╔══

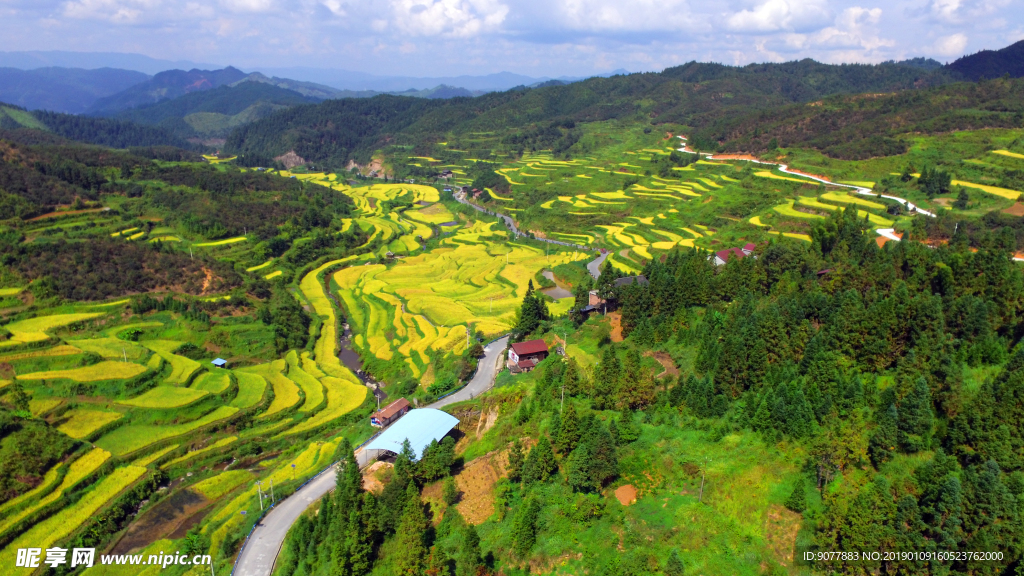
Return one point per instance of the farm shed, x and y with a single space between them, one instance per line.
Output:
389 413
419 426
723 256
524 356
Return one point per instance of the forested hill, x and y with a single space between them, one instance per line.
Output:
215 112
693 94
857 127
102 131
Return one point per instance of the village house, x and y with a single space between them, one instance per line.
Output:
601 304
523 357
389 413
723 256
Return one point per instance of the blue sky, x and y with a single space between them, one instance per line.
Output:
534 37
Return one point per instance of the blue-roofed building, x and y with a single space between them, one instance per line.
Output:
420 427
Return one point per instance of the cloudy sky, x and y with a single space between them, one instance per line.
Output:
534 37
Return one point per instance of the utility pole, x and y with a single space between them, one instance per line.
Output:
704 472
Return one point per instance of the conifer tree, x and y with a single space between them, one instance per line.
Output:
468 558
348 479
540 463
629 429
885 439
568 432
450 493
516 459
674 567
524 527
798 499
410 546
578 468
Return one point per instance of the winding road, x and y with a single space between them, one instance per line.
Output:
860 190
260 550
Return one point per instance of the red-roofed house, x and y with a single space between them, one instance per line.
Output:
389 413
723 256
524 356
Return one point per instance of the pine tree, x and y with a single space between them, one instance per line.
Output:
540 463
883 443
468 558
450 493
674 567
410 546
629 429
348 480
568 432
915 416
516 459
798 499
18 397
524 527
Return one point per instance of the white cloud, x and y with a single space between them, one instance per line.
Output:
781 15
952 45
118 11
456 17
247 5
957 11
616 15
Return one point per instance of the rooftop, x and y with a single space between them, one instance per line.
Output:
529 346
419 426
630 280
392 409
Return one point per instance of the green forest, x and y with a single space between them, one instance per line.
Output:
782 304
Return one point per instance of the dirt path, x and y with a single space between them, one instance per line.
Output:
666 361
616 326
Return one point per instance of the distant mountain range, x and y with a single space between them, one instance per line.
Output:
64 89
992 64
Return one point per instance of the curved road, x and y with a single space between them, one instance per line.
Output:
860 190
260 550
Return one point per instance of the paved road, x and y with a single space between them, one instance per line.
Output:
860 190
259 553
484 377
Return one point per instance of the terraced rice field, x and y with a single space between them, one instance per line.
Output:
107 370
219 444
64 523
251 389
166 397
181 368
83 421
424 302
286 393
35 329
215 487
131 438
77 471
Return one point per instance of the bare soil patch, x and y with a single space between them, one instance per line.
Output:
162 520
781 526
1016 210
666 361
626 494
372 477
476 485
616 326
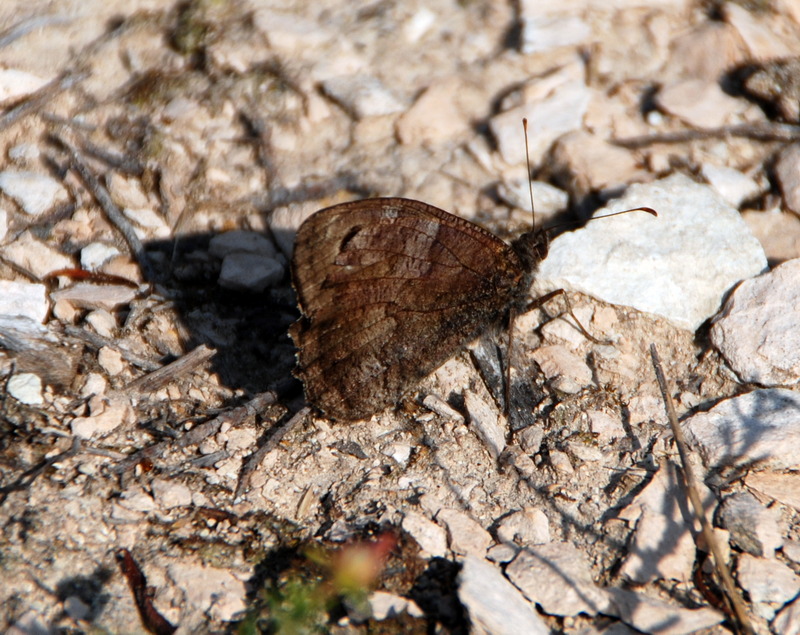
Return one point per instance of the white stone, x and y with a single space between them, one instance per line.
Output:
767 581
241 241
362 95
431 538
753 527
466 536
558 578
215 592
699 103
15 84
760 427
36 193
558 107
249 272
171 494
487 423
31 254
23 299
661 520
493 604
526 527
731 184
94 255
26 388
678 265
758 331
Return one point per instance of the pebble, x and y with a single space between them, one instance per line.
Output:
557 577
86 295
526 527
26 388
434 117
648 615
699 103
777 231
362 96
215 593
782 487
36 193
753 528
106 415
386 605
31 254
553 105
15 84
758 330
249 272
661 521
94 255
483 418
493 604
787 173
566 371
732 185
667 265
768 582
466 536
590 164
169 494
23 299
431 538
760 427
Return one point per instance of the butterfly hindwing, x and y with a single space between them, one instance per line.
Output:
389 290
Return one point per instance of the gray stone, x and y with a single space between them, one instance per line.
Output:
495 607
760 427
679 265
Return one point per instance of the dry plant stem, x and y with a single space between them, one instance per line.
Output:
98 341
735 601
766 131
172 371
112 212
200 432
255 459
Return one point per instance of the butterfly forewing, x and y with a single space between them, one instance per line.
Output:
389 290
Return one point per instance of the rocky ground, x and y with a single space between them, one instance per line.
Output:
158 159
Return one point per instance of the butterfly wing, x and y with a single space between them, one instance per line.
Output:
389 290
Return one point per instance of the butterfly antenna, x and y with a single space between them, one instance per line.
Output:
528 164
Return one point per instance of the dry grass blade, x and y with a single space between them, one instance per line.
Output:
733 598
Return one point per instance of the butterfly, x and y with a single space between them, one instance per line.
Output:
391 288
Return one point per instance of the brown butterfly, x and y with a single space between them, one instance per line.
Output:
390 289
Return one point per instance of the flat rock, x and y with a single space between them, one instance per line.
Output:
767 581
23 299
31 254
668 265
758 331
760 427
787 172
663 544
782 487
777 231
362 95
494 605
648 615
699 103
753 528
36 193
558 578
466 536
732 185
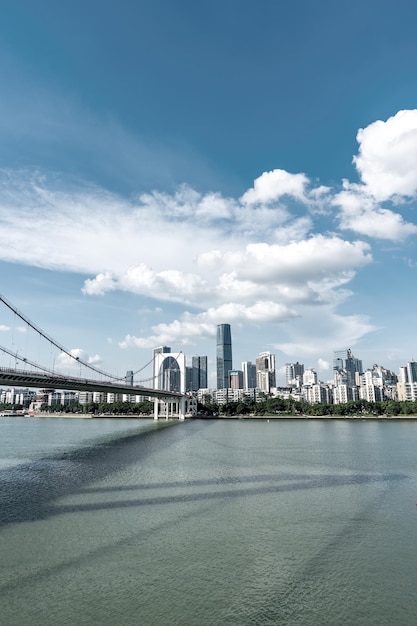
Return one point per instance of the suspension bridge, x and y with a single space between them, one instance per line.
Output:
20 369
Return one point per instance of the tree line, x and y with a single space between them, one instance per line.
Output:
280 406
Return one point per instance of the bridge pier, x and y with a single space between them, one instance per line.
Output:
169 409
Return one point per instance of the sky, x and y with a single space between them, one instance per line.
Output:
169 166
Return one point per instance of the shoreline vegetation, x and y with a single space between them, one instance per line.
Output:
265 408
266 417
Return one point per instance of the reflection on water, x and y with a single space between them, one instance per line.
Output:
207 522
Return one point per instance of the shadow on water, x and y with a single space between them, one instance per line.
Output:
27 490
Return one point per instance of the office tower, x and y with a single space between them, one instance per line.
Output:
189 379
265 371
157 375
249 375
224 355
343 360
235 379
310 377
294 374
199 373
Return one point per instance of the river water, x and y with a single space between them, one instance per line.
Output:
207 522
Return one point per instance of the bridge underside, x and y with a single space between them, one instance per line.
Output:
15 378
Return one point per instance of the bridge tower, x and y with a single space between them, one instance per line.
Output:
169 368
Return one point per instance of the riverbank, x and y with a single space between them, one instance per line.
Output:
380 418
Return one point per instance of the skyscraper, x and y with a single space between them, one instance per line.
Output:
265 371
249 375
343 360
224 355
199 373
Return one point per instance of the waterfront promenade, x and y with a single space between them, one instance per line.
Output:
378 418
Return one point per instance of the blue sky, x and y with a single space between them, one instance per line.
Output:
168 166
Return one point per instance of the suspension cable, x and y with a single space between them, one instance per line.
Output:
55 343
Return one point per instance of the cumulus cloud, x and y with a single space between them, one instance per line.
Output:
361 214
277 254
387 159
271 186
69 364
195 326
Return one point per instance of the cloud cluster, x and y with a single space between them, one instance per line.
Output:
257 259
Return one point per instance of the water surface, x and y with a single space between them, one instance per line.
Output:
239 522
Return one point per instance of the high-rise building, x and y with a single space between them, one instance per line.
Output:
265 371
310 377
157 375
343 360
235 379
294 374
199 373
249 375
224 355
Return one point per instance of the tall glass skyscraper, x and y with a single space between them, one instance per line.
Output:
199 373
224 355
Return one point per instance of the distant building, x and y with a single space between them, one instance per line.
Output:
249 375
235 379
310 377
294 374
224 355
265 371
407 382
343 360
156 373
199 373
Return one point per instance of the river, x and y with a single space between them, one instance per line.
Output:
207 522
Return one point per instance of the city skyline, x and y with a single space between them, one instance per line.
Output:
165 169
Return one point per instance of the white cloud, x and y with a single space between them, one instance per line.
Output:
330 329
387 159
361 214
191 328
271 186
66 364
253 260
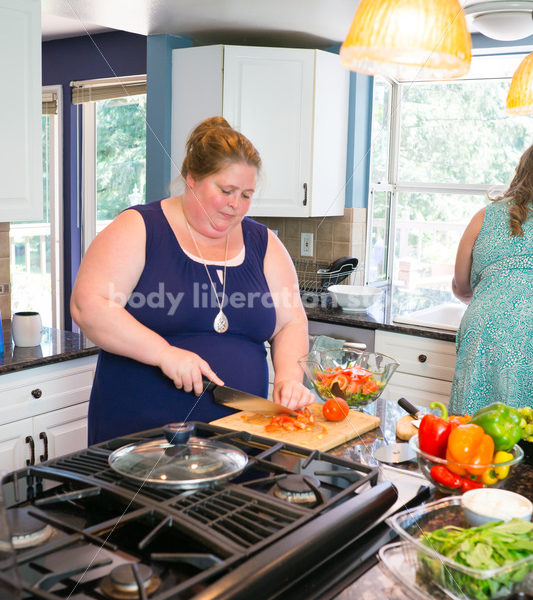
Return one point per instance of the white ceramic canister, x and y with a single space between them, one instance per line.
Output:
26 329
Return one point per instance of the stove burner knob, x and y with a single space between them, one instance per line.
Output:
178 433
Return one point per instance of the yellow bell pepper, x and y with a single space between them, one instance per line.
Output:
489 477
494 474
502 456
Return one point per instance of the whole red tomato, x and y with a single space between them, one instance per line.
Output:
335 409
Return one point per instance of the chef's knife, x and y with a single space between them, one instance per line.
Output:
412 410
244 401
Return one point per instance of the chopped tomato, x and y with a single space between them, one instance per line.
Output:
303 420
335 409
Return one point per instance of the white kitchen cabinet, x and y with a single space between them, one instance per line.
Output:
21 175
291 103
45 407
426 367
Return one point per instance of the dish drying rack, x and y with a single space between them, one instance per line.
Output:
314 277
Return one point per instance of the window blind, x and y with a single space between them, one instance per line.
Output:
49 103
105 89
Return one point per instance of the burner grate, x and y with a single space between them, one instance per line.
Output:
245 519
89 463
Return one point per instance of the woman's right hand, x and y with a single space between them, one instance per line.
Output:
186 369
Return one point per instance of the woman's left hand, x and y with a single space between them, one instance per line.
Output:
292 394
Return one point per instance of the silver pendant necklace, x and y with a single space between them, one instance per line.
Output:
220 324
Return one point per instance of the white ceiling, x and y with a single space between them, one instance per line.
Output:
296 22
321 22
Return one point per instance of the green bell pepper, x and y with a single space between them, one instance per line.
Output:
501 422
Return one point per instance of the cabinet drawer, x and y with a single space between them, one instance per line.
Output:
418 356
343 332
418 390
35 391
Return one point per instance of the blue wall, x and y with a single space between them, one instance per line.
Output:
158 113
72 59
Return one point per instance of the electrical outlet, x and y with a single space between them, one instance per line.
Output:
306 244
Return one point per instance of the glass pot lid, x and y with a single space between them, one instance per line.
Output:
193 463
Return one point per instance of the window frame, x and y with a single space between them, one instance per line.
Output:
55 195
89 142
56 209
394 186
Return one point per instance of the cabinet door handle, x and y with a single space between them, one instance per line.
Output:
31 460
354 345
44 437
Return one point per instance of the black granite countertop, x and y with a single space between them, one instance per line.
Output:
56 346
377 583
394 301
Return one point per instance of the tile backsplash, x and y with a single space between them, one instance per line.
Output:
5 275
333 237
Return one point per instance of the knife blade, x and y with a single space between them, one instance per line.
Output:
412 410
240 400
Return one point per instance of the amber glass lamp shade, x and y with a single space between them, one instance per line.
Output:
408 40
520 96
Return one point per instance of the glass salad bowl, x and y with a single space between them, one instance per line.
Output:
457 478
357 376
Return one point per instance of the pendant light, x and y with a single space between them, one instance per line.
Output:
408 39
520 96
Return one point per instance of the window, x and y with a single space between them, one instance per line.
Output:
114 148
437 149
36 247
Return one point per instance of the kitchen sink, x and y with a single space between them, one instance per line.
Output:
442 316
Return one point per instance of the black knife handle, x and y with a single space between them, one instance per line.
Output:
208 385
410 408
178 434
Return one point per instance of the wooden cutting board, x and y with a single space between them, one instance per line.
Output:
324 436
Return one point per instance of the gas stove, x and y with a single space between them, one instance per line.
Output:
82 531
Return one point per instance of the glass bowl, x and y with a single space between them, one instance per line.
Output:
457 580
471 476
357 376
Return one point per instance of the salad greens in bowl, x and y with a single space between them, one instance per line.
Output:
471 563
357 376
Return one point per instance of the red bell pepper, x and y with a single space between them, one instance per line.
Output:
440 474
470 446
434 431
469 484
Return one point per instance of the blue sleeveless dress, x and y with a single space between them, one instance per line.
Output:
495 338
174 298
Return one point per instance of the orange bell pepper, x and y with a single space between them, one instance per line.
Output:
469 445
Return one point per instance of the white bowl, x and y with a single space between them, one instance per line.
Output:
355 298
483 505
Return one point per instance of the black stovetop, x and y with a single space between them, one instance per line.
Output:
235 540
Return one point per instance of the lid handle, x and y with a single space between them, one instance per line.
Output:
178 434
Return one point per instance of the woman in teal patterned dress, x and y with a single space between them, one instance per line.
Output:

╚══

Task statement – Repeat word for word the lines running from the line containing "Return one point per instance of the glass salad" to the end of the entries above, inclusive.

Reply –
Return one point per instance of the glass salad bowl, x and y with a single space between them, one instance per line.
Output:
457 478
357 376
Return one point per instance of the pendant light, x and y with a single space between them, one instance per line.
Output:
408 39
520 96
Return one point per instance of the window, x and y with a single space between them, one instance per line.
Output:
114 148
437 149
36 247
Return one point per instance of the kitchen sink, x and y with a single space between them, one instance per line.
Output:
442 316
Return one point per instance of the black knife handle, x and y with a single space between them, one instance per line.
Output:
208 385
410 408
178 434
Return one point per instance of the wooden cutting board, x and y with a single space between them, one instance per line.
Output:
324 436
Return one point per instance of the gas stove, x and y with a single space between them, one instance per line.
Output:
82 531
Return one point per instance of the glass bowl, x and y with a single space between them, one instance per line.
Output:
457 580
471 476
357 376
Return one point per instance of the salad greens in bowl, x and y with a single space between them, one instance per line.
Output:
471 563
357 376
Return one point per instance of the red bell pepper, x and y with a single space between them, one instance per line.
Output:
440 474
470 446
434 431
469 484
Return one point per instance of the blue sleeveless dress, x and y with a single space between them, one instance per line.
Output:
495 338
174 298
Return one point per instance of the orange bell pepper, x and y with a single space between them, one instance per line.
Output:
469 445
Return one point per instance of the white bowl, x and y with a single space between them, one instance per line.
Output:
355 298
483 505
Return one point per instance of the black stovetop, x and y with a single space between them, one instance per line.
Output:
235 540
Return one point per instance of the lid handle, x and y with a single space between them, one instance per line.
Output:
178 434
Return one point per instance of the woman in teal patterned dress, x and y with a single space between them, one instance per line.
Output:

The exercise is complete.